[start AVAILABLE DATA]
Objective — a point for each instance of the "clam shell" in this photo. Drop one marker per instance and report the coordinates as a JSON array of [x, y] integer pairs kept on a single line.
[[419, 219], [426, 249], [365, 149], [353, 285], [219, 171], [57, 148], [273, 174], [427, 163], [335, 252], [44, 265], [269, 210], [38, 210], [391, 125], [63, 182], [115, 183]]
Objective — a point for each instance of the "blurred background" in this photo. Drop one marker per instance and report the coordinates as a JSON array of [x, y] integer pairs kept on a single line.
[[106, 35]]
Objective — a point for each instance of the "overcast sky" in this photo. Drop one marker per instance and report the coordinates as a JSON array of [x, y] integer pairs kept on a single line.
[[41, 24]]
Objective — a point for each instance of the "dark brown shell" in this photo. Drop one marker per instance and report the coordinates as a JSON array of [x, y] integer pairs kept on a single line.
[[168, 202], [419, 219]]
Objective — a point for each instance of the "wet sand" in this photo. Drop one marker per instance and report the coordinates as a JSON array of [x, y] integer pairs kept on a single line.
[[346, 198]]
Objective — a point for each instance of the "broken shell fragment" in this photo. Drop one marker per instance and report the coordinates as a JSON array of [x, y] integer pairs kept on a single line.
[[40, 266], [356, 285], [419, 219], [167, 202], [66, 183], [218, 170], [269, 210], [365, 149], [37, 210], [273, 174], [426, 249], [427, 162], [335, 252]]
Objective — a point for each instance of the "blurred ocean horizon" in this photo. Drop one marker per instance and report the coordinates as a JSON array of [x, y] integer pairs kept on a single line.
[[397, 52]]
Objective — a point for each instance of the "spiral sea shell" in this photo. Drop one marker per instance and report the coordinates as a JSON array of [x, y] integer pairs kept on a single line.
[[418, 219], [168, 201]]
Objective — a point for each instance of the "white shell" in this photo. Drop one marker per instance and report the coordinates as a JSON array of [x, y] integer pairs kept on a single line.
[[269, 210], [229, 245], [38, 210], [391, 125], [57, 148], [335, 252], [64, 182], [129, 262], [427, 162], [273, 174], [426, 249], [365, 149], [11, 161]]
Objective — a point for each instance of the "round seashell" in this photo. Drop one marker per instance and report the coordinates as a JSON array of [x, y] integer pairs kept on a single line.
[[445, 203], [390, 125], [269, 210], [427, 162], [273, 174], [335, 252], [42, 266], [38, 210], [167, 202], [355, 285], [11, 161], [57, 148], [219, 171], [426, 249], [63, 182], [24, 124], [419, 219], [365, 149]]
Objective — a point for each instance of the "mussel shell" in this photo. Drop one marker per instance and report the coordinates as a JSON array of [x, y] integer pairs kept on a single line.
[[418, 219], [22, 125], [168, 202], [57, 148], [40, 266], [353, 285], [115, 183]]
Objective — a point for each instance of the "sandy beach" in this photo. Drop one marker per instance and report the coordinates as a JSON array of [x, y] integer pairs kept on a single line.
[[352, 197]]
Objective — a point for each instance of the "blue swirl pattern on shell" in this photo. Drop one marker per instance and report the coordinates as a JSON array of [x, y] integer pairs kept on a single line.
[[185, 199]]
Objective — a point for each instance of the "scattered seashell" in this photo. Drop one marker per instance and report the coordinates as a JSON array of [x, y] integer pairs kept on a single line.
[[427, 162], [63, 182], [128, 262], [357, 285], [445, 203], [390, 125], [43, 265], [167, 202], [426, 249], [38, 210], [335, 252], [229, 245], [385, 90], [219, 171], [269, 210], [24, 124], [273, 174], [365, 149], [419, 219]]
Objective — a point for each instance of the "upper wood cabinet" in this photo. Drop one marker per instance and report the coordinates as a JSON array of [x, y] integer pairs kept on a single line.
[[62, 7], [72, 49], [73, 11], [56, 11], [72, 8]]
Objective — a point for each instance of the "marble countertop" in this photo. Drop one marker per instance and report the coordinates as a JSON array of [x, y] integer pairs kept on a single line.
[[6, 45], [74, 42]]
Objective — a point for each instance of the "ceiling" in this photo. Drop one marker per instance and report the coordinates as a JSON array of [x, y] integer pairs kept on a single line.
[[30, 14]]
[end AVAILABLE DATA]
» TASK DETAILS: Rewrite every one of the records above, substituting "pin" for each occurrence of "marker" and leaving everything else unchanged.

» PROBLEM SOLUTION:
Objective — a point for each instance of the "clam shell" in this photo. Drop one pin per instance and report the coordinates as a JSON array of [x, y] integer pairs kept on a single line.
[[419, 219], [426, 249], [365, 149], [353, 285], [219, 171], [57, 148], [273, 174], [427, 163], [335, 252], [44, 265], [269, 210], [38, 210], [391, 125], [63, 182], [115, 183]]
Objective — a point for each instance of the "blurred background" in this photo. Drop one pin per instance and report the coordinates as a JSON array of [x, y] integer pairs kept on a single line.
[[106, 35]]
Objective — a point for each instance of the "overcast sky" in this photo. Drop one pin per instance and report the coordinates as a JSON array of [x, y] integer pairs kept on a single line.
[[41, 24]]
Objective — a point for each instance of the "dark brown shell" in this photo. Drop one pin per instance and report the coordinates as a JSON array of [x, y] integer pairs kept on a single line.
[[168, 202], [419, 219]]
Objective — a point for each instance of the "wet sand" in this photo. Drop one pin per instance and report the coordinates as a JSON array of [x, y] integer pairs kept on a single line.
[[346, 198]]
Objective — a point for each instance of the "broken shell fragment" in this photo. Drop one pin per instance and report the coordinates as a JSON array of [x, y] integer pairs kept on a single line.
[[40, 266], [356, 285], [419, 219], [167, 202], [66, 183], [218, 170], [269, 210], [365, 149], [37, 210], [273, 174], [426, 249], [427, 162], [335, 252]]
Objective — a point for each instance of the "blurred ocean horizon" in this photo. Drop one pin per instance and report the coordinates as a JSON array of [x, y] integer pairs kept on a single line.
[[397, 52]]
Objective — a point for each instance of the "spiral sea shell" in this photo. Drop one pin per instance and report the coordinates as a JSON array of [x, y] integer pairs kept on a single line.
[[418, 219], [168, 201]]
Objective — a point for each instance of the "white shell" in this photo. Drop one pin per instance and report the coordinates as a JSON array of [x, y] integer pairs kept on a single line.
[[269, 210], [229, 245], [38, 210], [391, 125], [57, 148], [335, 252], [64, 182], [129, 262], [427, 162], [273, 174], [426, 249], [365, 149], [11, 161]]
Objective — a point for each instance of the "round seashell" in this photo. Drop one pin per instance and report the coordinates as a JSON array of [x, y] integer pairs kept on a single line.
[[445, 203], [390, 125], [269, 210], [427, 162], [273, 174], [335, 252], [42, 266], [38, 210], [167, 202], [355, 285], [11, 161], [57, 148], [219, 171], [426, 249], [63, 182], [24, 124], [419, 219], [365, 149]]
Objective — a point for each instance of the "mussel shell" in this photo. Drop one pin per instance and report the coordinates as a JSON array of [x, y] integer pairs kept on a single line.
[[418, 219], [22, 125], [168, 202], [57, 148], [40, 266], [353, 285], [115, 183]]
Objective — a point for each instance of the "sandy beach" in this photo. Drop one pin per instance and report the coordinates as a JSON array of [x, y] integer pairs kept on a single line.
[[352, 197]]
Objective — a point for each instance of the "blue swirl pattern on shell" in this photo. Drop one pin per instance and report the coordinates as a JSON array of [x, y] integer pairs kept on a single line.
[[185, 199]]
Objective — a point for each instance of the "scattered seashell" in this photo. Drop one pin per instance and report the coordinates as a JSON array of [x, y] integer pairs kept on a single line.
[[427, 162], [63, 182], [128, 262], [357, 285], [445, 203], [390, 125], [43, 265], [167, 202], [426, 249], [38, 210], [335, 252], [229, 245], [385, 90], [219, 171], [269, 210], [24, 124], [273, 174], [365, 149], [419, 219]]
Objective — a point for each instance of the "upper wood cabinet" in this photo. Drop one pin per instance and report the coordinates as a JSON array of [x, y] integer pairs kept on a single line.
[[62, 7], [72, 49], [73, 11], [56, 11], [72, 8]]
Objective — a point for each instance of the "marble countertop" in this photo. Drop one pin per instance and report the coordinates as a JSON array of [x, y] integer pairs kept on a single line.
[[6, 45], [74, 42]]
Objective — a point for each instance of the "ceiling" in this photo. Drop one pin per instance and report the coordinates as a JSON array of [x, y] integer pairs kept on a single line.
[[30, 14]]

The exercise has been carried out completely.